**Source excerpt**
=======
[Date Prev][Date Next][Thread Prev][Thread Next][Date Index][Thread Index]

[Condor-users] Antwort: Re: Fault Behaviour of Condor




Hi Matt,

For 1.) and 2.) the behaviour is just fine! -- I've also followed the discussion
regarding disk failure.
Maybe the documentation should state more clearly that
Condors default behaviour is to restart a job in case if a fault
(I might have overseen that).

Regarding 3.)
I gave it over an hour I think.
I've updated my Executors to 6.8 but the behaviour persists.
Do you think moving the central manager to 6.8 can resolve this?

thanks, Thomas




matthew.hope@xxxxxxxxx
Gesendet von: condor-users-bounces@xxxxxxxxxxx

02.08.2006 17:57

Bitte antworten an
condor-users@xxxxxxxxxxx

An
condor-users@xxxxxxxxxxx
Kopie
Thema
Re: [Condor-users] Fault Behaviour of Condor





On 8/2/06, thomas.t.hoppe@xxxxxxxxxxxxxxxxxxx
<thomas.t.hoppe@xxxxxxxxxxxxxxxxxxx> wrote:
>
> Hi,
>
> I'm currently running a small Condor 6.7.19 Pool with GT4 Gram as Submit
> Interface for testing.
> I wanted to test the Condors behaviour in case of several fault scenarios.
> Here are my results:
>
> 1.) Killing the job on the executor machine
> Outcome: Condor returned an exit code of 1

This is the desired behaviour

> 2.) Shuting down the condor deamons on the executor
> Outcome: Condor restarted the job on another machine -- WOW, is this
> standard behaviour of Condor?!
=======
**Set exercise A**
Please return every line in the records below that contains the word "curtain", matching case exactly.

**Provided records**
=======
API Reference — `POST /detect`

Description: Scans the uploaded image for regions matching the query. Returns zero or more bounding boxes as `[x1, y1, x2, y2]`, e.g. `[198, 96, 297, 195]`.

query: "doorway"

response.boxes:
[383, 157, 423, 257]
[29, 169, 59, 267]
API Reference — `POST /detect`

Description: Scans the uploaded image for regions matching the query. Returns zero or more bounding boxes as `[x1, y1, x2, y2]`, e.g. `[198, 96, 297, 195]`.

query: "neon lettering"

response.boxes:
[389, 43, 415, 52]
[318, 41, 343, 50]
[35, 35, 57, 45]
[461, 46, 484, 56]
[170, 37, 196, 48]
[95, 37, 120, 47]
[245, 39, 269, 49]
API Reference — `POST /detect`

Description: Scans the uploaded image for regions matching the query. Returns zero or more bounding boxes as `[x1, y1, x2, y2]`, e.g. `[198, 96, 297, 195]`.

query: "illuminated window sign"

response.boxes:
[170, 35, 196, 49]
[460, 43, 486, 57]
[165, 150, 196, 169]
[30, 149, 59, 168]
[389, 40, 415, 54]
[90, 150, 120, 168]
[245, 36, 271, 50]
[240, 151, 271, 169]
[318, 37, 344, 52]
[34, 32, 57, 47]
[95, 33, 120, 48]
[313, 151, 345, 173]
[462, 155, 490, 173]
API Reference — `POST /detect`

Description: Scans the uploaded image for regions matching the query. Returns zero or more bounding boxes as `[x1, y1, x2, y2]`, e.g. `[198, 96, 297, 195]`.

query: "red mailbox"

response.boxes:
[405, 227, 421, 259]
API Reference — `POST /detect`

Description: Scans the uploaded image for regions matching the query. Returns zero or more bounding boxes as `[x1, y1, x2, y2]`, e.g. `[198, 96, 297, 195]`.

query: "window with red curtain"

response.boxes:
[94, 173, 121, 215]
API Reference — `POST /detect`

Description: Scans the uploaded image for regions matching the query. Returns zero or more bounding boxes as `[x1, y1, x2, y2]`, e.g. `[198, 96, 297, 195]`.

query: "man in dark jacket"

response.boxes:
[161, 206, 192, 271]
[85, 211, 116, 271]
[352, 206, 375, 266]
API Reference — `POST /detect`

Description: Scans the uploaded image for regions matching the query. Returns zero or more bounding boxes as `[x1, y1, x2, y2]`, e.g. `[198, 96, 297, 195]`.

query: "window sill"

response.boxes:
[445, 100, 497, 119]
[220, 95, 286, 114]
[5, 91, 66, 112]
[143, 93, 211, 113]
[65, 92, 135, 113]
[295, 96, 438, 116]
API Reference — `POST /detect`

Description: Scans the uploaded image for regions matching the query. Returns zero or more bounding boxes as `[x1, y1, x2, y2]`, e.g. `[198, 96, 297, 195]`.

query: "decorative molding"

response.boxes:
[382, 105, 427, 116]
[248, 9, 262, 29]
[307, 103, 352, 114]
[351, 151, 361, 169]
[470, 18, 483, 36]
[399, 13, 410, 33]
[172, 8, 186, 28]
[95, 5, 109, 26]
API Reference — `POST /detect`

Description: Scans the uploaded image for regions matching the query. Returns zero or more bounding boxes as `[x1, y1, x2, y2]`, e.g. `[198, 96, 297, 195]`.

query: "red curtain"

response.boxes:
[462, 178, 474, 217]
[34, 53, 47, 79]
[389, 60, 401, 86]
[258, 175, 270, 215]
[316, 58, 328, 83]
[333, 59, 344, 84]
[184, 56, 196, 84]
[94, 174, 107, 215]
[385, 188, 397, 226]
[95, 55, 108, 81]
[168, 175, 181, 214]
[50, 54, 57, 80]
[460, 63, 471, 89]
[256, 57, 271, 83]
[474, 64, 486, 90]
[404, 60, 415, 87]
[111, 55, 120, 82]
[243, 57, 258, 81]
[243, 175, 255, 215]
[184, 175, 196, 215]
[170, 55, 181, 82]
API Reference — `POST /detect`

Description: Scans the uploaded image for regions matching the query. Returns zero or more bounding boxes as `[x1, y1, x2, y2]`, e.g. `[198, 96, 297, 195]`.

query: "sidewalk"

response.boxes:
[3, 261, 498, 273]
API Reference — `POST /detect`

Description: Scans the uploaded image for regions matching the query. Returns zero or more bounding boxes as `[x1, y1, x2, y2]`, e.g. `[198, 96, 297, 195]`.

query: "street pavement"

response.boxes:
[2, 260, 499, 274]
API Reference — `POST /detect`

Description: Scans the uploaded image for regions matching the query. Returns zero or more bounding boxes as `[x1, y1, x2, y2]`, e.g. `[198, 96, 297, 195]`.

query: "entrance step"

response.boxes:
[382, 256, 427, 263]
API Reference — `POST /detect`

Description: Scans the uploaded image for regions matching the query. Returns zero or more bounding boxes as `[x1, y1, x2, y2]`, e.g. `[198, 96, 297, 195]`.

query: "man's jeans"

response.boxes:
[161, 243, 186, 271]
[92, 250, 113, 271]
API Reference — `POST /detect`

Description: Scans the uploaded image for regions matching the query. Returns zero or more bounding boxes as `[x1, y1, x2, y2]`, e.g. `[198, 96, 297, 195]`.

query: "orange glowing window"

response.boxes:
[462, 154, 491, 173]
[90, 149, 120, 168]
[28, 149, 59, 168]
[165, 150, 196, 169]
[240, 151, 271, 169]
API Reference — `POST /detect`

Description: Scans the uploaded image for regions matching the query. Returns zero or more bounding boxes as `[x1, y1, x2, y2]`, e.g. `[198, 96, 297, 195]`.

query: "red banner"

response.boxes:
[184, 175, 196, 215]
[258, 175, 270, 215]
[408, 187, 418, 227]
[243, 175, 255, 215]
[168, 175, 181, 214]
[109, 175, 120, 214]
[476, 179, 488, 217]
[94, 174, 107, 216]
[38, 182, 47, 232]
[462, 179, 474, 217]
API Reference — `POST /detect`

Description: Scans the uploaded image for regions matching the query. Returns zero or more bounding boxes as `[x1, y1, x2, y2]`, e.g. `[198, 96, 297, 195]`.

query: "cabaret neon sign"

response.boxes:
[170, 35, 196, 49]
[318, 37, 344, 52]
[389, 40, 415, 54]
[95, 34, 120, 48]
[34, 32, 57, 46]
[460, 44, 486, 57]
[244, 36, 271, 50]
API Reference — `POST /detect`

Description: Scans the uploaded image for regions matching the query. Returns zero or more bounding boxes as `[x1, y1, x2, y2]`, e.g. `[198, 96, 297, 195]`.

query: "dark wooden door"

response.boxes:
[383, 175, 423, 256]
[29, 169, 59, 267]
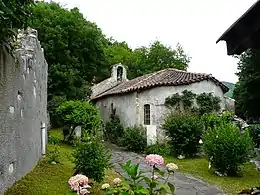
=======
**Set exercise B**
Copy the Condor fault-behavior mailing-list message above in full, reproducing it word for word.

**Worked solution A**
query: "window with red curtain"
query: "red curtain"

**Worked solution B**
[Date Prev][Date Next][Thread Prev][Thread Next][Date Index][Thread Index]

[Condor-users] Antwort: Re: Fault Behaviour of Condor




Hi Matt,

For 1.) and 2.) the behaviour is just fine! -- I've also followed the discussion
regarding disk failure.
Maybe the documentation should state more clearly that
Condors default behaviour is to restart a job in case if a fault
(I might have overseen that).

Regarding 3.)
I gave it over an hour I think.
I've updated my Executors to 6.8 but the behaviour persists.
Do you think moving the central manager to 6.8 can resolve this?

thanks, Thomas




matthew.hope@xxxxxxxxx
Gesendet von: condor-users-bounces@xxxxxxxxxxx

02.08.2006 17:57

Bitte antworten an
condor-users@xxxxxxxxxxx

An
condor-users@xxxxxxxxxxx
Kopie
Thema
Re: [Condor-users] Fault Behaviour of Condor





On 8/2/06, thomas.t.hoppe@xxxxxxxxxxxxxxxxxxx
<thomas.t.hoppe@xxxxxxxxxxxxxxxxxxx> wrote:
>
> Hi,
>
> I'm currently running a small Condor 6.7.19 Pool with GT4 Gram as Submit
> Interface for testing.
> I wanted to test the Condors behaviour in case of several fault scenarios.
> Here are my results:
>
> 1.) Killing the job on the executor machine
> Outcome: Condor returned an exit code of 1

This is the desired behaviour

> 2.) Shuting down the condor deamons on the executor
> Outcome: Condor restarted the job on another machine -- WOW, is this
> standard behaviour of Condor?!